Like other flaviviruses, Zika virus comprises a single-stranded positive sense RNA genome that encodes a viral polyprotein, which is post-translationally processed by host-cell proteases and the viral NS2B-NS3 protease into three structural (C, prM/M, E) and seven nonstructural proteins (NS1, NS2A, NS2B, NS3, NS4A, NS4B, NS5). The NS2B-NS3 protease of flaviviruses is considered a promising antiviral drug target, and several lead compounds have already been discovered for the corresponding dengue virus proteases.3 NS2B-NS3 is a serine protease, which consists of the N-terminal domain of NS3 and a short cofactor from the hydrophilic core sequence of NS2B. For in vitro screening campaigns, three different Zika virus NS2B-NS3 protease (ZIKVpro) constructs have been proposed and crystallized. First, a construct with a covalent linker peptide between NS2B and NS3 (gZiPro) was adopted based on previous successful dengue and West Nile virus protease constructs.4 Two additional unlinked versions have been described, which are based on either NS2B/NS3 coexpression (bZiPro)5 or an autocleavage site in the linker peptide between NS2B and NS3 (eZiPro).6 The C-terminal tetrapeptide of NS2B in eZiPro was shown to interfere with access of substrate to the active site.6

Few ZIKVpro inhibitors have been described so far.7 The most effective ones are substrate-derived peptide analogs that bind covalently to the catalytically active serine residue (e.g., cn-716, Figure 2).4,8,9 However, due to conserved features in substrate recognition among serine proteases, these compounds display only poor selectivity between flaviviral and host proteases.8 Therefore, alternative non-active-site inhibitors that do not mimic the substrate or transition state may exhibit decreased off-target effects. Recently, natural products as well as compounds derived from previous West Nile virus screening campaigns have been reported to act as micromolar allosteric inhibitors of ZIKVpro.10,11 In view of the limited coverage of chemical space offered by natural products and compound libraries, as well as common bias for promiscuous binders, we set out to identify completely new structural scaffolds de novo by capitalizing on recent advances in mRNA display techniques.

Figure 2.

Figure 2

Chemical structures of synthesized hit compounds 1 and 2 that were identified as nanomolar noncompetitive inhibitors of the Zika virus NS2B-NS3 protease. Compound cn-716 is a previously published4 covalent active-site inhibitor of the Zika virus NS2B-NS3 protease, which has been used in this study for comparison.

• **EXTRACTED ENTRIES**
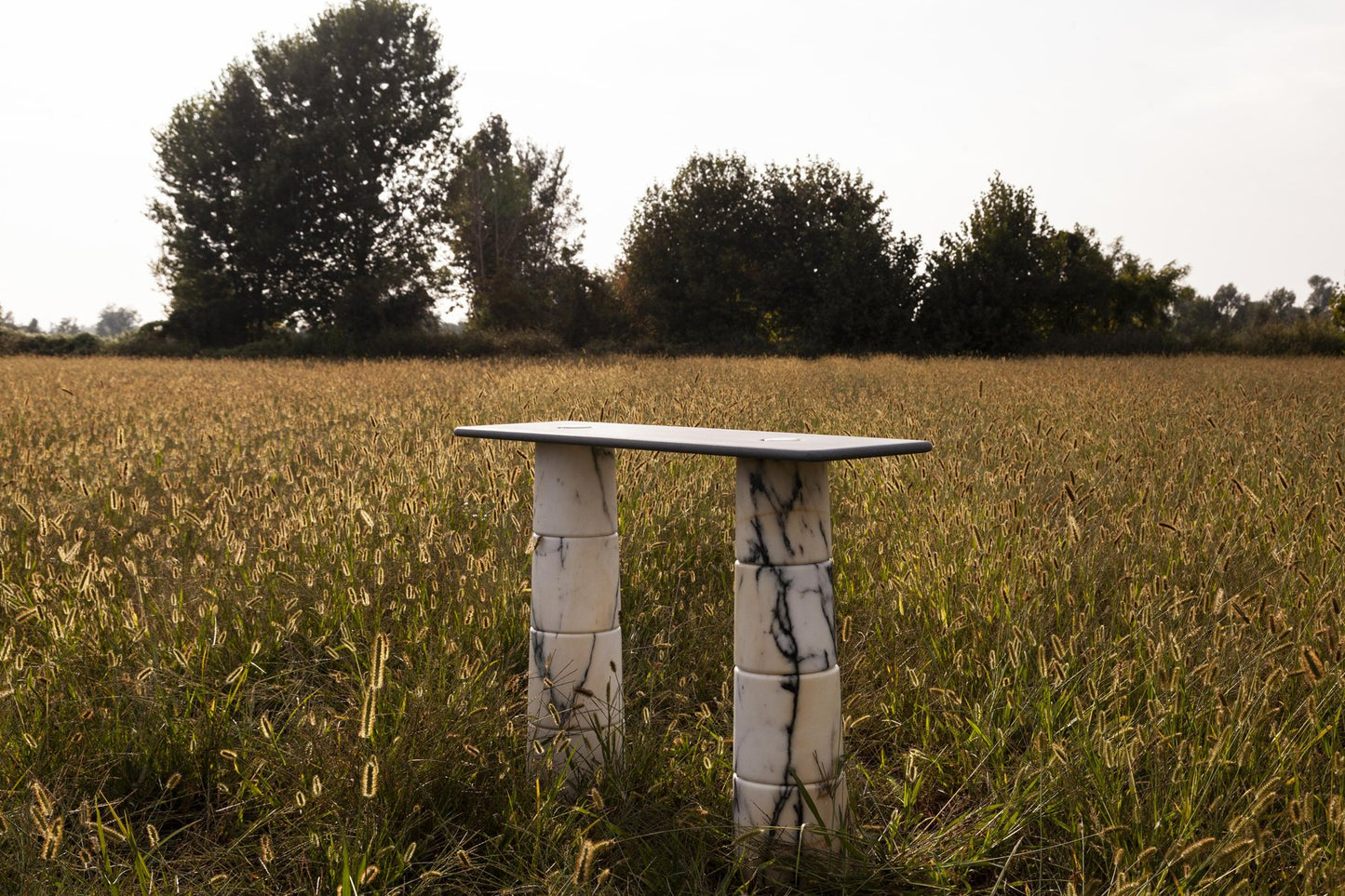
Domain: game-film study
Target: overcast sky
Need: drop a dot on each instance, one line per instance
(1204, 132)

---

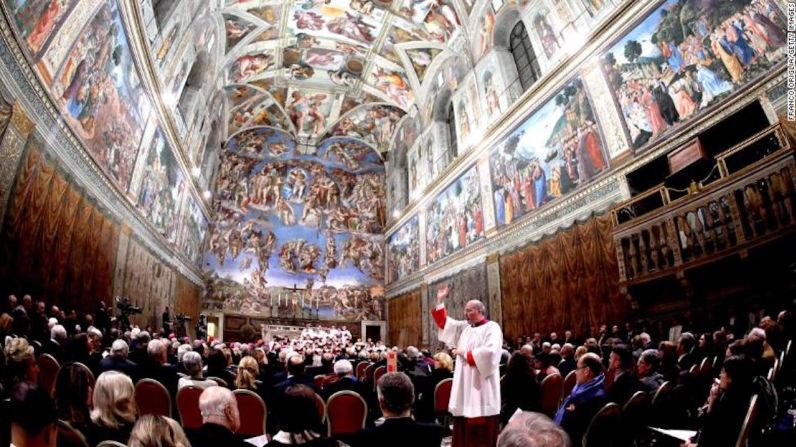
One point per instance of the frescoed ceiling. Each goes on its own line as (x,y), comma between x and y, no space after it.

• **WORK TASK 1**
In the Zika virus protease excerpt, what part of NS2B was shown to interfere with substrate access to the active site in eZiPro?
• **WORK TASK 2**
Reproduce word for word the part of the Zika virus protease excerpt between "Chemical structures of" and "study for comparison.", inclusive.
• **WORK TASK 3**
Carry the Zika virus protease excerpt forward from the end of its final sentence.

• **WRITTEN RESPONSE 1**
The C-terminal tetrapeptide of NS2B interferes with substrate access to the active site in eZiPro.

• **WRITTEN RESPONSE 2**
Chemical structures of synthesized hit compounds 1 and 2 that were identified as nanomolar noncompetitive inhibitors of the Zika virus NS2B-NS3 protease. Compound cn-716 is a previously published4 covalent active-site inhibitor of the Zika virus NS2B-NS3 protease, which has been used in this study for comparison.

• **WRITTEN RESPONSE 3**
Small (<2 kDa) macrocyclic peptides are appealing starting points for such drug discovery. A key strength of macrocyclic peptides is that high-affinity ligands can be isolated for nearly any target rapidly using display screening approaches (phage display, mRNA display, etc.).12 Moreover, display screening can be combined with genetic code reprogramming techniques, allowing the screening of libraries incorporating structural characteristics such as backbone N-methylation and/or d-stereochemistry, which have been shown to improve biostability and membrane permeability, and therefore making the resulting hit compounds better starting points for drug discovery efforts than canonical peptides.1214 In the present study, we have used such a screening approach (Random nonstandard Peptide Integrated Discovery, RaPID; Figure S1) to identify potent macrocyclic peptide ligands of ZIKVpro. These peptide ligands were specific noncompetitive inhibitors for ZIKVpro, and several were found to display submicromolar inhibition constants (Ki). This study highlights the ability of such screening approaches to rapidly identify potent inhibitors of newly discovered targets such as those from emerging viral diseases.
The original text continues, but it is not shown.